What is being asked
Scan the entries and copy each line where the word "horizon" is present.
● ● ●
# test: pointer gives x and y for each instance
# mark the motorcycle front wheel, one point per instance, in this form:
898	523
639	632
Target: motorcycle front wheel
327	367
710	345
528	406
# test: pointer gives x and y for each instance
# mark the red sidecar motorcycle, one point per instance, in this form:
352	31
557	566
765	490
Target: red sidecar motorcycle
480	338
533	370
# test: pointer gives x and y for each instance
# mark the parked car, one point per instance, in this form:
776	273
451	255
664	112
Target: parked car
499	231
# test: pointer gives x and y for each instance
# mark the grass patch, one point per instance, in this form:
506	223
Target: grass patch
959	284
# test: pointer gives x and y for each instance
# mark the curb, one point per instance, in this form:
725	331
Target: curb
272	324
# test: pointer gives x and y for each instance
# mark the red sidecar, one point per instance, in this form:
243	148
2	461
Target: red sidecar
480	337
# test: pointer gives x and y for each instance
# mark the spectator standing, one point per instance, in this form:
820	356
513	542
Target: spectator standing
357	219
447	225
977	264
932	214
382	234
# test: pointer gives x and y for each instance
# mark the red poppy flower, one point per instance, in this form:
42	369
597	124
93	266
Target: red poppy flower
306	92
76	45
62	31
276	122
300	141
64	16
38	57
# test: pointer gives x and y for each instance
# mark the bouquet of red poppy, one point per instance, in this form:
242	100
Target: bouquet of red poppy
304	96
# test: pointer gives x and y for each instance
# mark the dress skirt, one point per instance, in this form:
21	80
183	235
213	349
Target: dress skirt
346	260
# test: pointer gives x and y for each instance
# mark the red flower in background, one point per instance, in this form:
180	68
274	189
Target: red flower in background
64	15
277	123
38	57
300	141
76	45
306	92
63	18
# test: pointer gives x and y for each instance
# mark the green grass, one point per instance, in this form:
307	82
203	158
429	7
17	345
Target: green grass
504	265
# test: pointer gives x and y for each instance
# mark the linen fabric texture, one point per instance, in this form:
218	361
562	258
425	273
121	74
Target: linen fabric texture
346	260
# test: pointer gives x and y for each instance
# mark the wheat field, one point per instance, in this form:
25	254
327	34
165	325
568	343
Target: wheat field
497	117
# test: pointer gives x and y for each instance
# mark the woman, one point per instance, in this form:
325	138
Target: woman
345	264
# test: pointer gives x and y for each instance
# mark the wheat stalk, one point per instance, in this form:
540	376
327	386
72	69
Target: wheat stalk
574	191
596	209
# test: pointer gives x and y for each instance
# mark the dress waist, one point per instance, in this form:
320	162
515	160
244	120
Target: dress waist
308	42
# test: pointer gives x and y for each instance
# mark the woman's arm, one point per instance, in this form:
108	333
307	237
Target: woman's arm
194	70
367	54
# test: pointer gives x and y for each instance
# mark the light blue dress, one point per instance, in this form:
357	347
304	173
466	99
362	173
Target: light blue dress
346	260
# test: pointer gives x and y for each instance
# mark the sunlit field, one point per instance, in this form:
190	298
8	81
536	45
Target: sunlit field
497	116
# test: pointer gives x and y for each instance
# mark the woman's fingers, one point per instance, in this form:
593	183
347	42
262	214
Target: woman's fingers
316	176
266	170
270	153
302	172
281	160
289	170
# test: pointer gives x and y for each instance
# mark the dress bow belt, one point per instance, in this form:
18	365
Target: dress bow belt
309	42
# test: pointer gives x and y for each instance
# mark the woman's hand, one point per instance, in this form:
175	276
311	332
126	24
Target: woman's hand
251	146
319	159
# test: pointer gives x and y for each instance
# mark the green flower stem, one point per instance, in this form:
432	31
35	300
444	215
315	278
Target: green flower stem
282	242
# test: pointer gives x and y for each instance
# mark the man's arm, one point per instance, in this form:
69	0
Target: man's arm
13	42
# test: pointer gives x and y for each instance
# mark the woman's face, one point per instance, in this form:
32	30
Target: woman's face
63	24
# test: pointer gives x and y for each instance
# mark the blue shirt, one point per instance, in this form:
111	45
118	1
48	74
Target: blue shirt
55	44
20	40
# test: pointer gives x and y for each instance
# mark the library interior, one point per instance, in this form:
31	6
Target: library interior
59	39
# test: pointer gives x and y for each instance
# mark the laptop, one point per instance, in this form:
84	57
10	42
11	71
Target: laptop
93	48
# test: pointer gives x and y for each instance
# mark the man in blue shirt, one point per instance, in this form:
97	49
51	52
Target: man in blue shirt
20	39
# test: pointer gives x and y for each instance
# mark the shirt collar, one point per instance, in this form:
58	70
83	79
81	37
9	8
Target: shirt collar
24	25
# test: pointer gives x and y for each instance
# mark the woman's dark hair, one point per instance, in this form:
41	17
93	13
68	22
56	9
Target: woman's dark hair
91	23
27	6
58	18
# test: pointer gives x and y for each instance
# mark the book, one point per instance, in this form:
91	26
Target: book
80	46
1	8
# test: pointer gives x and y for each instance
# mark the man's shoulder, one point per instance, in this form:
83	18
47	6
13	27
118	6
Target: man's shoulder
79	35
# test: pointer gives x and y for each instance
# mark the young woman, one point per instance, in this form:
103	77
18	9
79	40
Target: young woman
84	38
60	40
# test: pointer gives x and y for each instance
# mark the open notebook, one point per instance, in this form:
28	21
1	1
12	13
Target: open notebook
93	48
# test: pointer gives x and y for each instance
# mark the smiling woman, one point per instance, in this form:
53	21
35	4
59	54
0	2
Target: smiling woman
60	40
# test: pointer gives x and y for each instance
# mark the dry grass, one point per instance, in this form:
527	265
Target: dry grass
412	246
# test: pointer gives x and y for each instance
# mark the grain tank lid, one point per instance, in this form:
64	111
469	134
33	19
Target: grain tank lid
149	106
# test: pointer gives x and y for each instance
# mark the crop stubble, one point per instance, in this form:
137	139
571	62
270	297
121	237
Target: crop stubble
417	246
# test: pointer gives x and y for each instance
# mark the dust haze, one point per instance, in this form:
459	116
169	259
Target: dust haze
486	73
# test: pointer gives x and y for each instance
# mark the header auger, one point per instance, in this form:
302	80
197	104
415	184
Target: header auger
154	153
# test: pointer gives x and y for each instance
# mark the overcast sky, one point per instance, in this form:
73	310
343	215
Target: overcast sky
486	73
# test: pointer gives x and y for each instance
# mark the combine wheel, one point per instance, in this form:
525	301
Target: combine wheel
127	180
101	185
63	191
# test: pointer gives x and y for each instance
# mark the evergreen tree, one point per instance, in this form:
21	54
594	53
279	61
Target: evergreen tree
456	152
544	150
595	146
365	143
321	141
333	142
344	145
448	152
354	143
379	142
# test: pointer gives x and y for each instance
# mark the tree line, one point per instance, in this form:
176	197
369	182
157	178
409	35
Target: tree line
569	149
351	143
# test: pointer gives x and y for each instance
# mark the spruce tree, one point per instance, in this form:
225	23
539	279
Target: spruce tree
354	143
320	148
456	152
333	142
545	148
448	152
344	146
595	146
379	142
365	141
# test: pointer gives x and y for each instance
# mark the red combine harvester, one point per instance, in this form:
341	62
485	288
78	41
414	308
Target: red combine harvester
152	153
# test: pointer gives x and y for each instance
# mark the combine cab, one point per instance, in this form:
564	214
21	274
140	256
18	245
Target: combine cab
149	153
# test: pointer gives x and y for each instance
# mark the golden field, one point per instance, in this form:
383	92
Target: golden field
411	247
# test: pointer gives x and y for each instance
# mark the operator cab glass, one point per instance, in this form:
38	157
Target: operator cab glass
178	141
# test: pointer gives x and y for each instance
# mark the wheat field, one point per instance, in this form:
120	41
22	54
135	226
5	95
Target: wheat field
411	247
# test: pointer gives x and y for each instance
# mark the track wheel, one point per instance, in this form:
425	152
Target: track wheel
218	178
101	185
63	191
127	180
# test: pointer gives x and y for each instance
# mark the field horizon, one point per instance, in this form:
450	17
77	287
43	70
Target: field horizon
● ● ●
Exercise result
# mark the field horizon, one point per instance, in this form:
Target: field horizon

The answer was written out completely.